▶ Reading text
_ _ _ _ _ _ _
Inverse Text Normalization#

Riva implements inverse text normalization (ITN) for ASR requests. It uses weight finite state transducers (WFST) based models to convert spoken domain output from an ASR model into a written domain text to improve readability of the ASR systems output.

Details on the model architecture can be found in the paper NeMo Inverse Text Normalization: From Development To Production.

Word Boosting#

Word boosting allows you to bias the ASR engine to recognize particular words of interest at request time, by giving them a higher score when decoding the output of the acoustic model.

Examples demonstrating how to use word boosting can be found in the /work/examples/transcribe_file_offline.py and /work/examples/transcribe_file.py Python scripts in the Riva client image. The following sample command shows how to run these scripts (and the outputs they generate) from within the Riva client container:

/work/examples# python3 transcribe_file.py --server <Riva API endpoint hostname>:<Riva API endpoint port number> --audio-file <audio file path>/audiofile.wav
Final transcript: I had a meeting today with Muhammad Oscar and Katherine Rutherford about the future of Riva at NVIDIA.
/work/examples# python3 transcribe_file.py --server <Riva API endpoint hostname>:<Riva API endpoint port number> --audio-file <audio file path>/audiofile.wav --boosted_lm_words "asghar"
Final transcript: I had a meeting today with Muhammad Asghar and Katherine Rutherford about the future of Riva at NVIDIA.


These scripts show how to add the boosted words to RecognitionConfig, with SpeechContext (look for the "# Append boosted words/score" comment). For more information about SpeechContext, refer to the riva/proto/riva_asr.proto description here.

We recommend using boosting score values between 20. and 100. A higher score increases the likelihood that the boosted words appear in the transcript if the words occurred in the audio. However, it can also increase the likelihood that the boosted words appear in the transcription even though they did not occur in the audio. Try experimenting with the boosting score values until you get accurate transcription results.

The following word boosting code snippets are included in these example scripts:

# Creating GRPC channel and RecognitionConfig instance
channel = grpc.insecure_channel(args.server)
client = rasr_srv.RivaSpeechRecognitionStub(channel)
config = rasr.RecognitionConfig(
encoding=ra.AudioEncoding.LINEAR_PCM,
sample_rate_hertz=wf.getframerate(),
language_code=args.language_code,
max_alternatives=1,
enable_automatic_punctuation=True,
)

# Word Boosting
boosted_lm_words = ["first", "second", "third"]
boosted_lm_score = 10.0
speech_context = rasr.SpeechContext()
speech_context.phrases.extend(boosted_lm_words)
_ _ _ _ _ _ _
▶ Dataset excerpt

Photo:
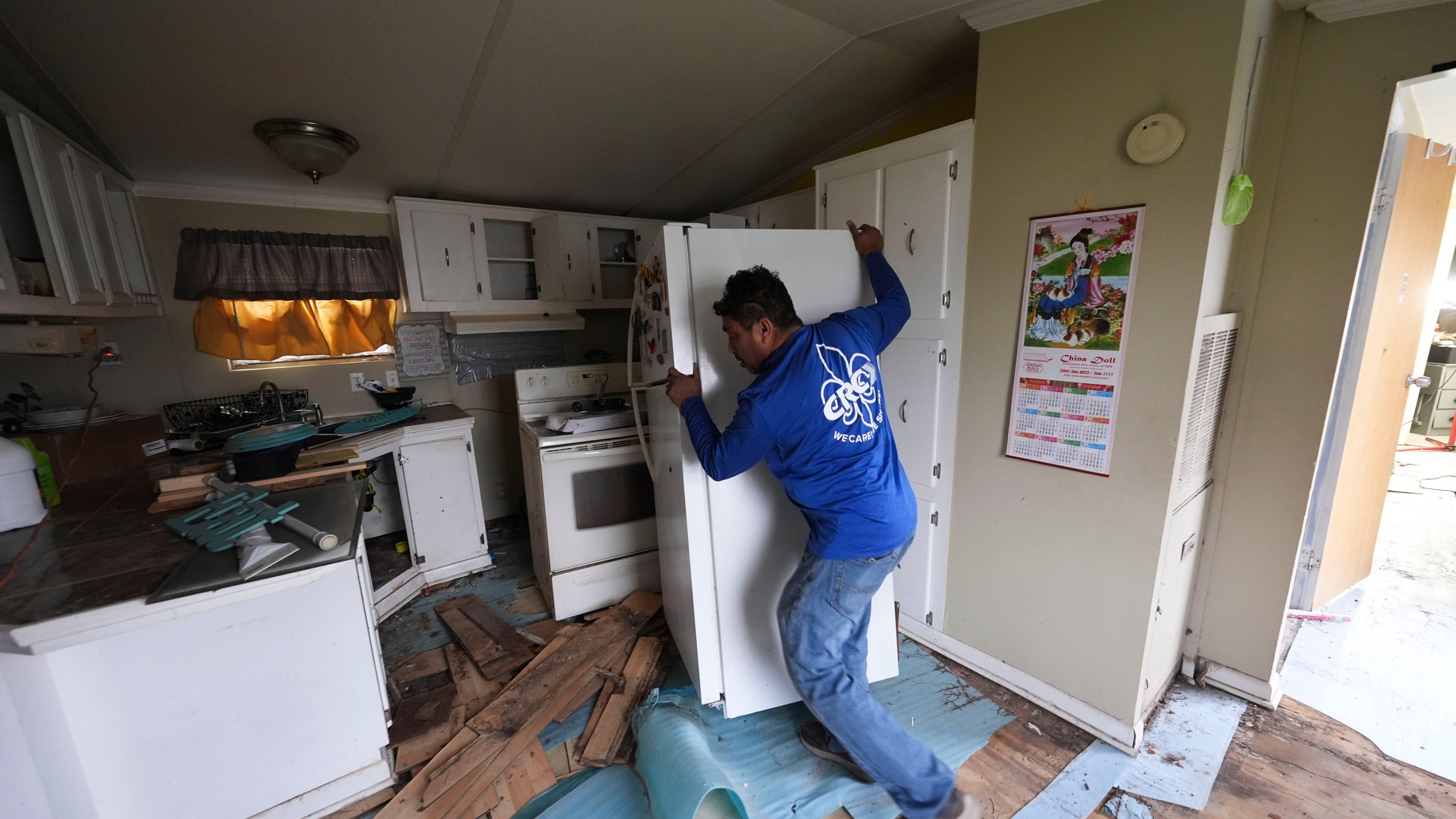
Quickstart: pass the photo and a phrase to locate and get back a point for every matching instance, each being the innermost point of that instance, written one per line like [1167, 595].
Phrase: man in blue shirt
_ _ _ _ _ _ _
▶ Prompt
Carry on the Riva word boosting documentation above from the point where it stops.

▶ Response
speech_context.boost = boosted_lm_score
config.speech_contexts.append(speech_context)

# Creating StreamingRecognitionConfig instance with config
streaming_config = rasr.StreamingRecognitionConfig(config=config, interim_results=True)


You can also have different boost values for different words. For example, here first is boosted by 10 and second is boosted by 20:

speech_context1 = rasr.SpeechContext()
speech_context1.phrases.append("first")
speech_context1.boost = 10.
config.speech_contexts.append(speech_context1)

speech_context2 = rasr.SpeechContext()
speech_context2.phrases.append("second")
speech_context2.boost = 20.
config.speech_contexts.append(speech_context2)


Note:

• There is no limit to the number of words that can be boosted. You should see minimal impact on latency for all requests, even for tens of boosted words, except for the first request, which is expected.

• By default, no words are boosted on the server side. Only words passed by the client are boosted.

• Out-of-vocabulary word boosting is supported.

• Boosting phrases or combination of words is not yet fully supported (but do work). We will revisit finalizing this support in an upcoming release.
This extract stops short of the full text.